EXCERPTED PASSAGE
•••••

Facing Facts

Last week a tragedy occurred. One of my co-workers committed suicide. Fortunatley for all of us it didn't happen at work. But still it was very impacting. Counselors were brought in. We all questioned ourselves...what could we have done...why didn't we see this coming...what could be so bad in a person's life that would cause them to kill themselves? It was a very quiet, introspective week. I, having experienced the affects of a family member who committed suicide, felt immediate empathy for his family. I know what they are feeling. I know they blame themselves. I know with time they will heal. My prayer is for healing to come quickly. I wrote an essay a number of years ago regarding my brothers death. Actually; it was for a class I took. Anyway; I am putting it on my blog in its original state. Maybe it will help someone in their own recovery.

•••••

PROVIDED DATA
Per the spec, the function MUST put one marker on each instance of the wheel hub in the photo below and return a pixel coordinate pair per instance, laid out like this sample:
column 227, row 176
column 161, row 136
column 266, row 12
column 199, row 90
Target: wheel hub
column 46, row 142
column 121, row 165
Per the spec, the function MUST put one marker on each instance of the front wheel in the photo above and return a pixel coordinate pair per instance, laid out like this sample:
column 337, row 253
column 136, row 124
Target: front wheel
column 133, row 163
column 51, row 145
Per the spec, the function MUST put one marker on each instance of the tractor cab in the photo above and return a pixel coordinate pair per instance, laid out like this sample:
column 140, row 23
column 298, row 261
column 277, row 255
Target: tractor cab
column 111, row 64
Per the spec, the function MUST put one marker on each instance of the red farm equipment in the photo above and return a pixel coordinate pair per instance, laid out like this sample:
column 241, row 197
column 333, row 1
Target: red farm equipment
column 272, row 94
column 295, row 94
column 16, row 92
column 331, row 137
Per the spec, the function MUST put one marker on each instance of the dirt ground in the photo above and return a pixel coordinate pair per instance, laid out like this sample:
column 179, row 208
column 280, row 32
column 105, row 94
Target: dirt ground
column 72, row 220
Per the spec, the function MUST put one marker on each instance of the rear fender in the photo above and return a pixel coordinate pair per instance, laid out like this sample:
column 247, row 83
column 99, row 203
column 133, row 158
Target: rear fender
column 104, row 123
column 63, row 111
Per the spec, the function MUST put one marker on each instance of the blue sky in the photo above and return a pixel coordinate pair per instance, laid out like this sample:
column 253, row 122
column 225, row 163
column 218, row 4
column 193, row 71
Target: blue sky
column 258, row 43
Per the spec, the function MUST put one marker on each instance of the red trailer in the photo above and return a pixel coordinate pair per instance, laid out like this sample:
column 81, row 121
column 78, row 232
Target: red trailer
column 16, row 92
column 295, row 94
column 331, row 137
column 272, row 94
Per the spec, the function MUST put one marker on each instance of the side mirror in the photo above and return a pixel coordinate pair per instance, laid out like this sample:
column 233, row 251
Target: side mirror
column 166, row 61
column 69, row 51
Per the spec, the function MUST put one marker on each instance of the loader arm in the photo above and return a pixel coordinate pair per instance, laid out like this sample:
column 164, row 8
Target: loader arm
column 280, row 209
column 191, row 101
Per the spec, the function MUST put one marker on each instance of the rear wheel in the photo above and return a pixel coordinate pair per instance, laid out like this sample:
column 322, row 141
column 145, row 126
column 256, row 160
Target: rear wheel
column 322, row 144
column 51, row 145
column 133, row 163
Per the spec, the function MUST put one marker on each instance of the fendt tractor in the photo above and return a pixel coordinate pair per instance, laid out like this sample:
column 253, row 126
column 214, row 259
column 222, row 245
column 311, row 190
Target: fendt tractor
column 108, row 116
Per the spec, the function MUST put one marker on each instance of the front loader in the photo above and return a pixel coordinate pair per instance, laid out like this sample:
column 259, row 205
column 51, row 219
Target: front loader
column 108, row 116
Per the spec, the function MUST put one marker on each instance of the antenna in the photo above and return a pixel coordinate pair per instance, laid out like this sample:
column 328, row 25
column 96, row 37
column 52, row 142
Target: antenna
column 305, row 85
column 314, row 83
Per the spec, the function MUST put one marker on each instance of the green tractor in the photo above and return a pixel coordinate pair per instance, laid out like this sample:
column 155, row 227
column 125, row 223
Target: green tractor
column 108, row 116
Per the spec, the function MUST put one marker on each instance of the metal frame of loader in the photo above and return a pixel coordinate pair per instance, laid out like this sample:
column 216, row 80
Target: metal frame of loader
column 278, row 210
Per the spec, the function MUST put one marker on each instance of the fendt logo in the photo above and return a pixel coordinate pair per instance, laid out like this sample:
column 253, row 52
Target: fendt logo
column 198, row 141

•••••

TASK INSTRUCTIONS
1. In the "Facing Facts" post, replace "week" with "month" in the stretch from "Last week a" through "their own recovery.", and write out that stretch with the change.
2. According to the "Facing Facts" post, who was brought in after the co-worker's death?

SET OF ANSWERS
1.
Last month a tragedy occurred. One of my co-workers committed suicide. Fortunatley for all of us it didn't happen at work. But still it was very impacting. Counselors were brought in. We all questioned ourselves...what could we have done...why didn't we see this coming...what could be so bad in a person's life that would cause them to kill themselves? It was a very quiet, introspective month. I, having experienced the affects of a family member who committed suicide, felt immediate empathy for his family. I know what they are feeling. I know they blame themselves. I know with time they will heal. My prayer is for healing to come quickly. I wrote an essay a number of years ago regarding my brothers death. Actually; it was for a class I took. Anyway; I am putting it on my blog in its original state. Maybe it will help someone in their own recovery.

2. Counselors.